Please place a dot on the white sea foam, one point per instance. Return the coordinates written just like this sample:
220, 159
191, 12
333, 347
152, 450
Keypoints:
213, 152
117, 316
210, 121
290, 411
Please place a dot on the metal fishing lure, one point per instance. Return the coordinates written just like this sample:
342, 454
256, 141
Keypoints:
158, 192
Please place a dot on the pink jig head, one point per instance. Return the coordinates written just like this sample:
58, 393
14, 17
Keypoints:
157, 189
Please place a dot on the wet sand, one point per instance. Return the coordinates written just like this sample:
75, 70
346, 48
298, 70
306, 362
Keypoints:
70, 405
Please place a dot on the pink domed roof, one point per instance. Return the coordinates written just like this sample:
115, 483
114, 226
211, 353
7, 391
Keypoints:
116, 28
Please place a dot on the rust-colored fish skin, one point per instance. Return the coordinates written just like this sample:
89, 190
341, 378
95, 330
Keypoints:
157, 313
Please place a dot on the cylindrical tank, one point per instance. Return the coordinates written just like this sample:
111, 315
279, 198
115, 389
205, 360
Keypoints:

_____

**WRITTEN REQUEST**
Write out all of the data above word for word, keeping every line in its original order.

**CORRECT OUTPUT**
Please place a dot on the white sea foam, one point per instance. Return the coordinates written just like this sample:
220, 159
191, 12
333, 347
152, 450
Keypoints:
213, 152
117, 316
210, 121
290, 411
Please place a dot on the metal fishing lure, one point per instance. Return the coordinates written just like this sample:
342, 454
256, 141
Keypoints:
158, 192
Please place a dot on the pink jig head, one point per instance. Return the coordinates written just like this sample:
58, 393
14, 17
Keypoints:
157, 189
Please place a dot on the wet sand, one point per instance. Return the coordinates written just like this sample:
75, 70
346, 48
298, 70
306, 362
Keypoints:
70, 405
Please place a dot on the pink domed roof, one point per instance. Return the coordinates written just like this sample:
115, 483
114, 226
211, 353
7, 391
Keypoints:
116, 28
Please place a dot on the rust-colored fish skin, one point per instance. Return the coordinates written just like this sample:
89, 190
341, 378
95, 330
Keypoints:
157, 313
Please place a dot on the cylindrical tank, one point per instance. Return the coordinates written just like this sample:
111, 315
279, 198
115, 389
205, 360
Keypoints:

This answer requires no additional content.